## Problem to work on
Report each line in the items below that contains the word "mask". Match case exactly.

-- start of Task data --

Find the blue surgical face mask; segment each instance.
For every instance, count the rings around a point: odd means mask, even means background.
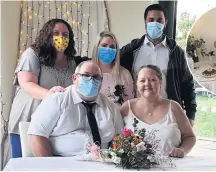
[[[100,81],[93,78],[85,79],[85,77],[78,78],[77,91],[85,97],[95,97],[99,92]]]
[[[152,39],[158,39],[163,34],[164,25],[158,22],[147,23],[146,32]]]
[[[116,49],[98,47],[98,58],[105,64],[110,64],[115,59]]]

-- end of Task data --

## Written answer
Find the blue surgical face mask; segment each instance.
For every instance, count the rings around a point: odd means mask, even means background.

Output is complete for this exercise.